> [Point annotation records]

═══

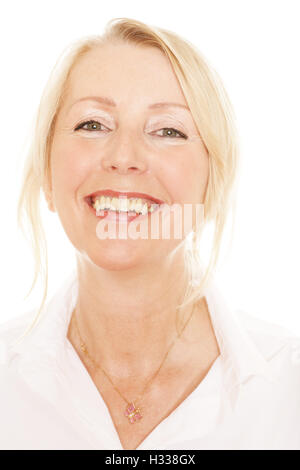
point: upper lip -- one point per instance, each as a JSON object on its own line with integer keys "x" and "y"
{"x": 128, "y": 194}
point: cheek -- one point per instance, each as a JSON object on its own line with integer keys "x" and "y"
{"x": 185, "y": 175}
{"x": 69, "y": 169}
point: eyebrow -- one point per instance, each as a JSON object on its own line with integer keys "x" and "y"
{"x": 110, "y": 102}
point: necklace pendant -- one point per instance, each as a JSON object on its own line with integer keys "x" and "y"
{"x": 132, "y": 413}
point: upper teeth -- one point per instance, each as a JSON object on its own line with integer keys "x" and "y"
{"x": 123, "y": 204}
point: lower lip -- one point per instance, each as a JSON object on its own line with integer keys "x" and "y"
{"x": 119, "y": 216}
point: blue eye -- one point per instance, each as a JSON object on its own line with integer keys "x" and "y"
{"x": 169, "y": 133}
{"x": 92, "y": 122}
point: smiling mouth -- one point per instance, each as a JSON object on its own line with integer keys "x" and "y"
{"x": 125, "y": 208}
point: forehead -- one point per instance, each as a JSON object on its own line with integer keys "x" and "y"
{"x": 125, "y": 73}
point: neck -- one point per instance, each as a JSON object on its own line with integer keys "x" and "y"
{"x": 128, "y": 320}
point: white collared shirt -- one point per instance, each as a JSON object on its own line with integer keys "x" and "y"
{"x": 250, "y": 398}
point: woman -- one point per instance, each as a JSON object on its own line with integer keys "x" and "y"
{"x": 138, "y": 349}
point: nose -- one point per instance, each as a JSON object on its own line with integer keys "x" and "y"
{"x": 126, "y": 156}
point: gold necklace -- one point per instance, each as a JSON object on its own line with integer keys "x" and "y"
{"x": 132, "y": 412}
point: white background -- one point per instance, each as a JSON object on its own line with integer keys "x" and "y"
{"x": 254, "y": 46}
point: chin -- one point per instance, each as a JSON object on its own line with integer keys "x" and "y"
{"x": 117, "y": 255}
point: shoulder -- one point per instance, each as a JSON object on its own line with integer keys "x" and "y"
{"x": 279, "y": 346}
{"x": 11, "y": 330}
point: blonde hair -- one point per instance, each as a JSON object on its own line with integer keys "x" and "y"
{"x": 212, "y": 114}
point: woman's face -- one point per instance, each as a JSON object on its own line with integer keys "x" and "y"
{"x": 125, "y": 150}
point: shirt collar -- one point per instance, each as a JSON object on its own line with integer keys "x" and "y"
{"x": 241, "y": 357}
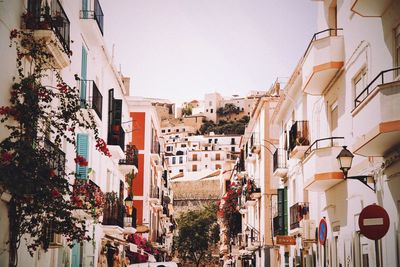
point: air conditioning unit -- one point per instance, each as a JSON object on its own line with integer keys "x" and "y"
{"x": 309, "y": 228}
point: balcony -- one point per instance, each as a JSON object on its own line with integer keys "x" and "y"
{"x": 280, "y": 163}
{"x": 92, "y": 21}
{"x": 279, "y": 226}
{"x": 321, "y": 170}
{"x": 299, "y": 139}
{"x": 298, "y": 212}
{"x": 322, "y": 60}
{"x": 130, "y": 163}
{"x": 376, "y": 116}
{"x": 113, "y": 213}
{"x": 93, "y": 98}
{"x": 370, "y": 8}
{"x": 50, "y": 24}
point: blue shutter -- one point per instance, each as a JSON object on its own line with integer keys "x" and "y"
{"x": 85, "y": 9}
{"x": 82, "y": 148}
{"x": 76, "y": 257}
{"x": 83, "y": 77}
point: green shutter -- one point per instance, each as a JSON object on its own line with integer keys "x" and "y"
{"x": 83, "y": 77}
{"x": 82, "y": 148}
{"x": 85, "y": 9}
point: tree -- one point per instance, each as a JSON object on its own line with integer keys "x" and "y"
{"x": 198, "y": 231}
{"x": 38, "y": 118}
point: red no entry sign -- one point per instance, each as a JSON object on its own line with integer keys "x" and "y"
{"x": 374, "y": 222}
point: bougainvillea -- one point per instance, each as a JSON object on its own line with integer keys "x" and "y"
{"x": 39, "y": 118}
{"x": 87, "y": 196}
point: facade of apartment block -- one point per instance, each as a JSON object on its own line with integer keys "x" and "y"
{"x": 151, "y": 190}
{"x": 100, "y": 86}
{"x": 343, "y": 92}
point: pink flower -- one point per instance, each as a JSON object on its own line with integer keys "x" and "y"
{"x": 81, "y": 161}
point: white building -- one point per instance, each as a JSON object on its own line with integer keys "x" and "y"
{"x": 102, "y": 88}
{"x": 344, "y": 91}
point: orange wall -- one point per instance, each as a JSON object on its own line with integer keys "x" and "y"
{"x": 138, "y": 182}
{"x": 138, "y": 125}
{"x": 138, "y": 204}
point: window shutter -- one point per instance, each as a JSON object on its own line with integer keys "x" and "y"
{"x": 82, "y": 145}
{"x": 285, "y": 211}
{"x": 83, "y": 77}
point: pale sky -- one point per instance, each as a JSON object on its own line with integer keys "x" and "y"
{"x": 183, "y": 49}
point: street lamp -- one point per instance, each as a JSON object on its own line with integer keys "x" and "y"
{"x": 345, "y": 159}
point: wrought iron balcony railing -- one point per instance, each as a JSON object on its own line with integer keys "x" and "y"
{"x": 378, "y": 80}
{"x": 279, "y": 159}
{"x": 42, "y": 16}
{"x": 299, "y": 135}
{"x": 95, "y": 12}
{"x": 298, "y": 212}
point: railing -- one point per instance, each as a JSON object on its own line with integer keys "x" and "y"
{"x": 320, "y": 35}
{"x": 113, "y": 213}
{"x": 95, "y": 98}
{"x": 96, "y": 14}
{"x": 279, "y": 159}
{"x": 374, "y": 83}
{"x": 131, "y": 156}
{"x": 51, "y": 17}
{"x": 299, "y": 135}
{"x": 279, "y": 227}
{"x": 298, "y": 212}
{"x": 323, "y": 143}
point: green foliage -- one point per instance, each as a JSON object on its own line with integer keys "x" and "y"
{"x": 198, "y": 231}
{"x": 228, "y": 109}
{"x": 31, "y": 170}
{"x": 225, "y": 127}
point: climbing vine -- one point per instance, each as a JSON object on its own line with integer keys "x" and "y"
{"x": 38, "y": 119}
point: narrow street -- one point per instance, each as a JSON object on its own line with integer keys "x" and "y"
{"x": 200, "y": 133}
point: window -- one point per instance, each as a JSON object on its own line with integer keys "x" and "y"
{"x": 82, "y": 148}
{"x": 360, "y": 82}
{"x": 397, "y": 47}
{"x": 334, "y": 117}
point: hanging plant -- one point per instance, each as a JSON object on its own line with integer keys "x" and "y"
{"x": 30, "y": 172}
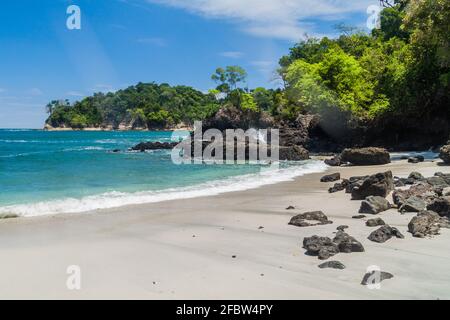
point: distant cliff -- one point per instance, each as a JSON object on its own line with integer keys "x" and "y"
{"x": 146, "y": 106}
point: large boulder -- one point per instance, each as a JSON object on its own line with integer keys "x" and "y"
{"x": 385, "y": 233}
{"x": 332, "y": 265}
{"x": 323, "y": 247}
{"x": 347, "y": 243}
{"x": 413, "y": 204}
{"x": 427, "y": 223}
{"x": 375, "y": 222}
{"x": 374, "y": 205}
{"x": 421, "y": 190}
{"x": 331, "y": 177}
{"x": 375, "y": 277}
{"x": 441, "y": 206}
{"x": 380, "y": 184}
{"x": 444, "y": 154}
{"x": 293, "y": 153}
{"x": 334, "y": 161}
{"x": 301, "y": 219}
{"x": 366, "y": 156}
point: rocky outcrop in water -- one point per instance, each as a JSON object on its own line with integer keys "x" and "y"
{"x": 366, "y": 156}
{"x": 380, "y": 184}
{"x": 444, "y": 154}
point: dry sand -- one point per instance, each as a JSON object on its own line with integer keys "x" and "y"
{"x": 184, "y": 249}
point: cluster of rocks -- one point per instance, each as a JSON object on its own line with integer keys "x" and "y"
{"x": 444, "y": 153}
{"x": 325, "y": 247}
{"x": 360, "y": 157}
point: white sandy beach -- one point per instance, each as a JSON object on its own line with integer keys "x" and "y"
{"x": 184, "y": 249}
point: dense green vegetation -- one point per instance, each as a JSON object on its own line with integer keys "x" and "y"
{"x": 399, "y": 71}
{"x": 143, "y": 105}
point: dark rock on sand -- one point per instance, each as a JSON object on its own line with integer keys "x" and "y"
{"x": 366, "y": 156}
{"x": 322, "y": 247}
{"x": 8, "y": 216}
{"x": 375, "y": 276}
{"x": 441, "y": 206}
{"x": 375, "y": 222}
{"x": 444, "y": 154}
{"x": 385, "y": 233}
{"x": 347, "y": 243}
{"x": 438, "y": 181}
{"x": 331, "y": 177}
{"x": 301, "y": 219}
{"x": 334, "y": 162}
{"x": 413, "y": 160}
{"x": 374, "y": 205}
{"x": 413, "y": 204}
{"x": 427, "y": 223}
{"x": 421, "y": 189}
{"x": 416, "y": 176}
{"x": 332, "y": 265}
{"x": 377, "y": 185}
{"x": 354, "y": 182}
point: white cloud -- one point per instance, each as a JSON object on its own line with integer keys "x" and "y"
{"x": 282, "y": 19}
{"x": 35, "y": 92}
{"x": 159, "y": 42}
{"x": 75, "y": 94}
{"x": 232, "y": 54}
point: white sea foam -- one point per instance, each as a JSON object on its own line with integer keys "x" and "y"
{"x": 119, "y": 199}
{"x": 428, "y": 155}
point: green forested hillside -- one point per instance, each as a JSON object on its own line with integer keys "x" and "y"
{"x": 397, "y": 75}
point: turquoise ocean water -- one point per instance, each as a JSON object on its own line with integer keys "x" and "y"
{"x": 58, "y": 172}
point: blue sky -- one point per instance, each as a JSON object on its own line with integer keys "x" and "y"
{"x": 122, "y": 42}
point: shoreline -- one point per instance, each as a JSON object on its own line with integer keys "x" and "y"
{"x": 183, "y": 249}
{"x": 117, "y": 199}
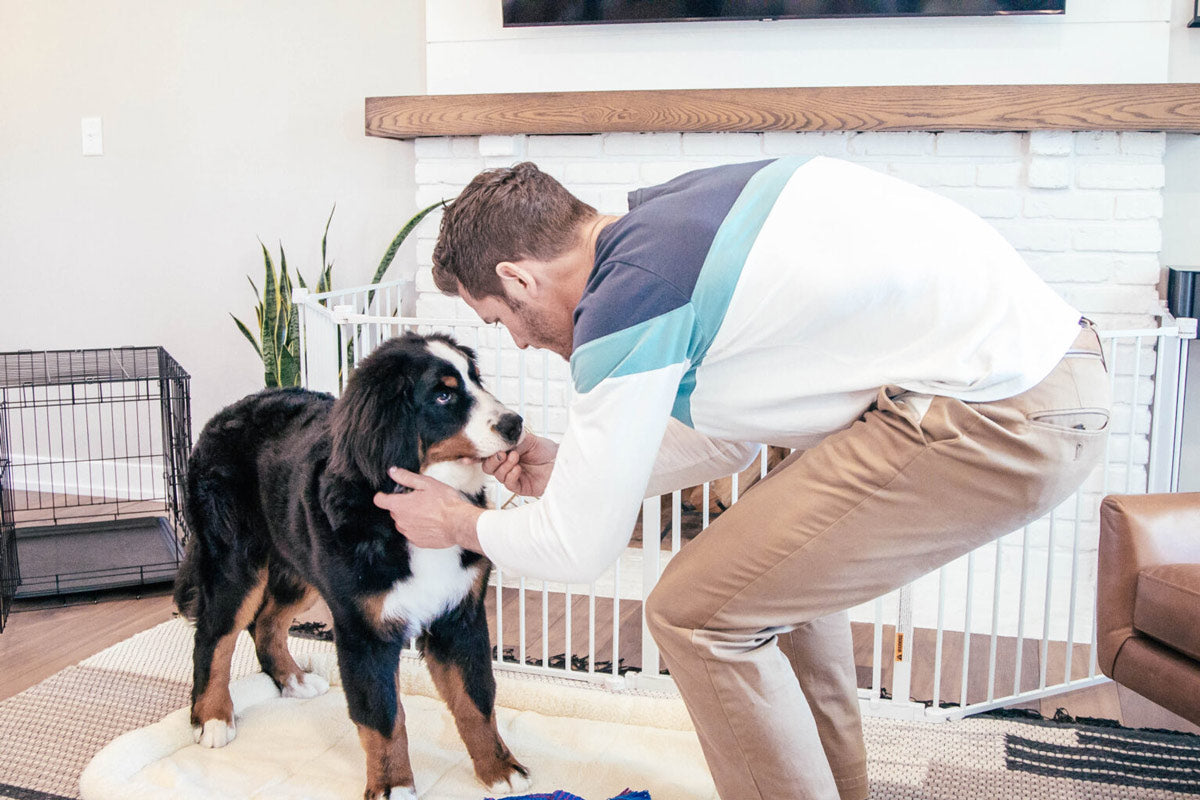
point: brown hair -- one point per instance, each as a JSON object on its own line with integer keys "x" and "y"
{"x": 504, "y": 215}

═══

> [To be done]
Put everything from the line containing "point: green forested" down to the end of the records into a Markdown table with the columns Row and Line, numbering each row and skipping blank lines. Leave the pictures out.

> [Full answer]
| Row | Line |
|---|---|
| 1 | point: green forested hillside -- one point per instance, each as a JSON object on its own line with integer keys "x" and "y" |
| 2 | {"x": 397, "y": 75} |
| 3 | point: turquoise ocean water -- one point per instance, each as a JSON object on its own line with integer keys "x" and "y" |
| 4 | {"x": 58, "y": 172} |
| 5 | point: blue sky -- one point per instance, each as a JSON object on its own line with integer keys "x" and "y" |
| 6 | {"x": 122, "y": 42} |
| 7 | point: shoreline -- one point per instance, each as a JSON object on its own line with integer keys "x" and "y" |
| 8 | {"x": 183, "y": 249} |
| 9 | {"x": 117, "y": 199} |
| 10 | point: brown hair -- one point per instance, each as a JSON object on its own line with integer keys "x" and "y" |
| 11 | {"x": 504, "y": 215} |